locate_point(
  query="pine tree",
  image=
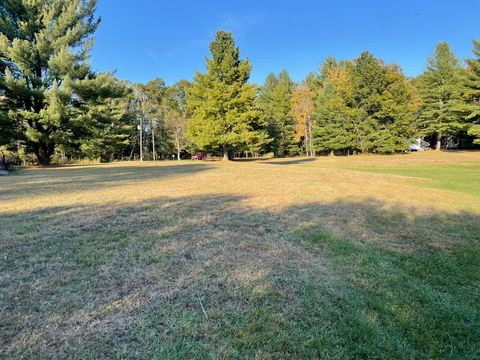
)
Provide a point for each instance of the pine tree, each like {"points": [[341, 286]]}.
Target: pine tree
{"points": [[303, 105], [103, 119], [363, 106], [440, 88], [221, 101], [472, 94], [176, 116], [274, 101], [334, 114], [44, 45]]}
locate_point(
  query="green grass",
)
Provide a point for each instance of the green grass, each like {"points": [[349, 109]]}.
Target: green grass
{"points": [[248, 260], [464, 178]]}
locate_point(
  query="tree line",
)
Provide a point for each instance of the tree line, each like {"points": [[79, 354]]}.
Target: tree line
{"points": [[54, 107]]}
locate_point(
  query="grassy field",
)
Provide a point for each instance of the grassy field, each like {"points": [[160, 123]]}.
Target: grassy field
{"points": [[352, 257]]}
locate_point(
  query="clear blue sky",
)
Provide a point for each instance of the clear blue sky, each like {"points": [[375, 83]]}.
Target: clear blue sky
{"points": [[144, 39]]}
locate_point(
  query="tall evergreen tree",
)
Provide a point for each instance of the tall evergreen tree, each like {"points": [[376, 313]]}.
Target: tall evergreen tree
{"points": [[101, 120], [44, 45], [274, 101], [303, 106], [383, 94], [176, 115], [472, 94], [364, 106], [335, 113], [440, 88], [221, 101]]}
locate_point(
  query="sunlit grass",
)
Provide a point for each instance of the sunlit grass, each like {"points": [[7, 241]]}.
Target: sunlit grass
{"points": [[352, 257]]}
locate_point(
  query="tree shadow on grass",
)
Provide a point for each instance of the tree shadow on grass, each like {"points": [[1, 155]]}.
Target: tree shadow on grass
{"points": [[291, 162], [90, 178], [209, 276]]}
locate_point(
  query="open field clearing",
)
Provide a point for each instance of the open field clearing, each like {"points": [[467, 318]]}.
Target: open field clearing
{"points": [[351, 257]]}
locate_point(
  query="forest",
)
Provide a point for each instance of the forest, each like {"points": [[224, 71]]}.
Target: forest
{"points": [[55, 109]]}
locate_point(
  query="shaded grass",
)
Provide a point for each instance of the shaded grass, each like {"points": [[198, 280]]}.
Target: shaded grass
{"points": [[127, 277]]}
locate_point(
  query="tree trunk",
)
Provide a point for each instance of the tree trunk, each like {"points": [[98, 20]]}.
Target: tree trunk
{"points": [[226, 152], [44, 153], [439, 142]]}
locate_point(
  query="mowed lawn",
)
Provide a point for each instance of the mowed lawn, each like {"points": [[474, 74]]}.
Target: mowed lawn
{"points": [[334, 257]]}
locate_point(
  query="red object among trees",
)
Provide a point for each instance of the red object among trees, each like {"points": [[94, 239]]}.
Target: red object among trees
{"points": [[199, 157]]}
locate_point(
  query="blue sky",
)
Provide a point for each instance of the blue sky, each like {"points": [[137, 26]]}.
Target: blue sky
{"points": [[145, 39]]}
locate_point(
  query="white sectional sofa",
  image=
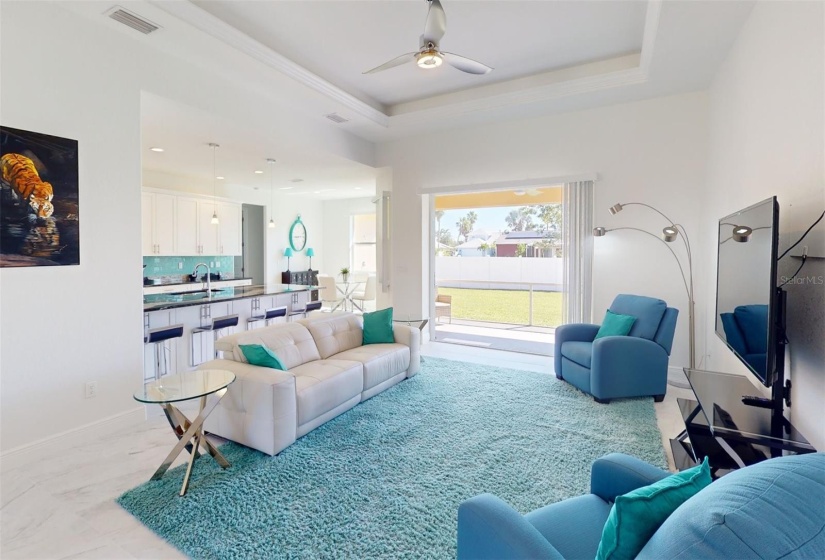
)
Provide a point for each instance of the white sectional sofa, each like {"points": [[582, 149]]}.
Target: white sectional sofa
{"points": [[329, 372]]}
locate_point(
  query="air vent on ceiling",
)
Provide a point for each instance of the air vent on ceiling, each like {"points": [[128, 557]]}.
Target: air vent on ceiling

_Exercise brief_
Copy every line of the data word for word, omitting the images.

_Task result_
locate_point(
  query="pine tree",
  image=
)
Provide a point for each instance of the pine tree, each like {"points": [[341, 286]]}.
Target: pine tree
{"points": [[303, 105], [103, 119], [363, 106], [440, 88], [221, 101], [472, 94], [176, 116], [274, 101], [334, 114], [44, 45]]}
locate_point(
  query="green grass",
)
Provide a point for each instance of the green grass, each like {"points": [[349, 109]]}.
Target: green grass
{"points": [[248, 260], [464, 178]]}
locate_point(
  query="tree line",
)
Provide a point for each instance of the tree line, each like {"points": [[79, 354]]}.
Target: tree line
{"points": [[54, 107]]}
locate_point(
  query="grassy field",
)
Provide a point for each instance of the grassy field, each like {"points": [[160, 123]]}.
Target: grassy field
{"points": [[352, 257]]}
locate_point(
  query="clear blue sky",
)
Provide a point for each instance of the clear blue sky, each like {"points": [[375, 83]]}.
Target: clear blue sky
{"points": [[144, 39]]}
locate_point(
  query="tall evergreen tree",
)
Provide a point for each instance of the tall evergreen tree, each like {"points": [[376, 313]]}.
Target: tall evergreen tree
{"points": [[101, 120], [44, 45], [274, 101], [303, 106], [383, 94], [176, 115], [472, 94], [364, 106], [335, 113], [440, 88], [221, 101]]}
locate_point(
  query="sunlit grass",
)
Provide a point for each instance of the sunlit grass, each like {"points": [[7, 241]]}.
Target: sunlit grass
{"points": [[352, 257]]}
locate_point(
  query="tree shadow on grass",
)
Provide a point for each instance of the tree shadow on grass, each like {"points": [[1, 155]]}.
Target: tree shadow on grass
{"points": [[291, 162], [90, 178], [209, 276]]}
locate_point(
  query="open field clearing",
)
Provide a point for each instance of the open field clearing, each like {"points": [[467, 318]]}.
Target: open field clearing
{"points": [[351, 257]]}
locate_point(
  query="forest",
)
Provide a point for each instance of the forest, each like {"points": [[224, 71]]}.
Target: forest
{"points": [[55, 109]]}
locate_point(
  query="shaded grass",
)
Provide a point for each instance of the shaded grass, each like {"points": [[198, 280]]}.
Target: shaded grass
{"points": [[127, 277]]}
locate_point(
  query="tree trunk",
)
Provide a point for each instance of the tree trunk, each like {"points": [[98, 20]]}.
Target: tree trunk
{"points": [[226, 152], [44, 153], [439, 142]]}
locate_point(
  query="mowed lawn",
)
Provide a point for each instance of the mowed lawn, each like {"points": [[474, 74]]}.
Target: mowed lawn
{"points": [[334, 257]]}
locate_point(
  query="red object among trees",
)
Provide a point for each instance of the red object among trees, each like {"points": [[94, 239]]}.
Target: red object among trees
{"points": [[199, 157]]}
locate_point(
  query="blue sky",
)
Provide a point for each instance of the blue sky, each like {"points": [[137, 26]]}.
Target: blue sky
{"points": [[145, 39]]}
locate_point(
  query="white sectional sofa",
  image=
)
Provide a point for each instance of the white sectional sofa, each like {"points": [[582, 149]]}.
Target: white sectional sofa
{"points": [[329, 372]]}
locate_point(
  query="air vent on ceiling",
)
Provide a point for each instance of the air vent on ceiling, each like {"points": [[128, 557]]}.
Target: air vent on ceiling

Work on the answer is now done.